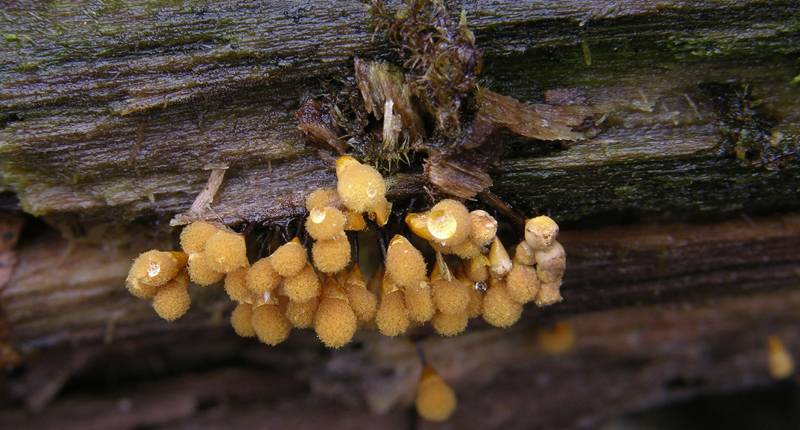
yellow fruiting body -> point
(475, 306)
(332, 255)
(450, 325)
(361, 188)
(557, 340)
(354, 221)
(156, 268)
(261, 277)
(499, 309)
(236, 285)
(195, 235)
(335, 322)
(550, 262)
(363, 301)
(240, 320)
(435, 400)
(780, 361)
(303, 286)
(172, 301)
(450, 297)
(226, 251)
(137, 289)
(322, 197)
(540, 232)
(200, 272)
(404, 263)
(419, 302)
(522, 283)
(466, 249)
(289, 258)
(449, 223)
(301, 315)
(484, 228)
(524, 254)
(270, 324)
(344, 162)
(392, 318)
(549, 293)
(499, 262)
(325, 223)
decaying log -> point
(113, 113)
(682, 259)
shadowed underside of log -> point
(110, 111)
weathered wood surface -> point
(112, 112)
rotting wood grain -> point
(112, 112)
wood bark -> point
(682, 259)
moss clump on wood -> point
(747, 129)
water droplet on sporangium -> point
(442, 225)
(153, 269)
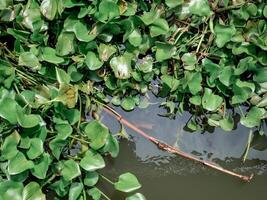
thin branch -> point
(172, 149)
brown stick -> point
(172, 149)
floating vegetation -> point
(57, 56)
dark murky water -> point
(168, 177)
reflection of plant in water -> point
(208, 57)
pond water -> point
(169, 177)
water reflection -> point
(170, 177)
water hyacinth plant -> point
(58, 56)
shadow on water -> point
(168, 177)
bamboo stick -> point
(172, 149)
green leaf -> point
(19, 164)
(41, 166)
(226, 75)
(150, 17)
(264, 12)
(92, 161)
(56, 145)
(173, 3)
(242, 91)
(107, 11)
(27, 121)
(223, 34)
(32, 191)
(196, 100)
(95, 193)
(189, 60)
(227, 123)
(136, 196)
(253, 117)
(112, 146)
(164, 51)
(159, 27)
(135, 38)
(200, 7)
(8, 109)
(128, 103)
(75, 191)
(121, 67)
(62, 76)
(9, 146)
(49, 55)
(49, 9)
(106, 51)
(91, 178)
(28, 59)
(260, 75)
(145, 64)
(92, 62)
(70, 170)
(127, 183)
(97, 134)
(65, 44)
(36, 148)
(211, 101)
(11, 190)
(194, 82)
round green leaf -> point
(28, 59)
(223, 34)
(70, 170)
(173, 3)
(227, 123)
(97, 134)
(49, 55)
(75, 191)
(121, 67)
(92, 161)
(41, 166)
(112, 146)
(65, 44)
(253, 117)
(91, 178)
(19, 164)
(36, 148)
(9, 147)
(11, 190)
(128, 103)
(92, 62)
(135, 38)
(136, 196)
(159, 27)
(49, 9)
(32, 191)
(95, 193)
(211, 101)
(127, 183)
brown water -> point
(168, 177)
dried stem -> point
(172, 149)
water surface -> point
(170, 177)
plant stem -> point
(79, 139)
(250, 136)
(80, 109)
(105, 178)
(104, 195)
(202, 38)
(48, 180)
(241, 111)
(229, 8)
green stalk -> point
(106, 179)
(103, 194)
(229, 8)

++++++

# DO THIS
Extract all of the records above word for word, leaving the pictures out.

# OUTPUT
yellow fruiting body -> point
(475, 306)
(332, 255)
(450, 325)
(361, 188)
(557, 340)
(354, 221)
(156, 268)
(261, 277)
(499, 309)
(236, 285)
(195, 235)
(335, 322)
(550, 262)
(363, 301)
(240, 320)
(435, 400)
(780, 361)
(303, 286)
(172, 301)
(450, 297)
(226, 251)
(137, 289)
(322, 197)
(540, 232)
(200, 272)
(404, 263)
(419, 302)
(522, 283)
(466, 249)
(289, 258)
(449, 223)
(301, 315)
(484, 228)
(524, 254)
(270, 324)
(344, 162)
(392, 318)
(549, 293)
(499, 262)
(325, 223)
decaying log -> point
(113, 113)
(682, 259)
shadowed underside of log -> point
(110, 111)
weathered wood surface -> point
(112, 112)
rotting wood grain -> point
(112, 112)
wood bark -> point
(682, 259)
moss clump on wood -> point
(747, 129)
water droplet on sporangium -> point
(442, 225)
(153, 269)
thin branch -> point
(172, 149)
brown stick -> point
(172, 149)
floating vegetation -> point
(57, 56)
dark murky water -> point
(168, 177)
reflection of plant in water -> point
(208, 57)
pond water -> point
(169, 177)
water reflection -> point
(170, 177)
water hyacinth plant -> point
(58, 56)
shadow on water -> point
(168, 177)
bamboo stick -> point
(172, 149)
green leaf -> point
(19, 164)
(41, 166)
(226, 75)
(150, 17)
(264, 12)
(92, 161)
(56, 145)
(173, 3)
(242, 91)
(107, 11)
(27, 121)
(223, 34)
(32, 191)
(196, 100)
(95, 193)
(189, 60)
(227, 123)
(136, 196)
(253, 117)
(112, 146)
(164, 51)
(159, 27)
(135, 38)
(200, 7)
(8, 109)
(128, 103)
(75, 191)
(121, 67)
(62, 76)
(9, 146)
(49, 55)
(49, 9)
(106, 51)
(91, 178)
(28, 59)
(260, 75)
(145, 64)
(92, 62)
(70, 170)
(127, 183)
(97, 134)
(65, 44)
(36, 148)
(211, 101)
(11, 190)
(194, 82)
round green leaf -> point
(28, 59)
(223, 34)
(70, 170)
(173, 3)
(227, 123)
(97, 134)
(49, 55)
(75, 191)
(121, 67)
(92, 161)
(41, 166)
(112, 146)
(65, 44)
(253, 117)
(91, 178)
(19, 164)
(36, 148)
(9, 147)
(11, 190)
(128, 103)
(92, 62)
(135, 38)
(136, 196)
(159, 27)
(49, 9)
(32, 191)
(95, 193)
(211, 101)
(127, 183)
brown water -> point
(168, 177)
dried stem -> point
(172, 149)
water surface -> point
(170, 177)
plant stem -> point
(79, 139)
(250, 136)
(80, 109)
(105, 178)
(104, 195)
(202, 38)
(48, 180)
(241, 111)
(229, 8)
green stalk -> point
(106, 179)
(103, 194)
(229, 8)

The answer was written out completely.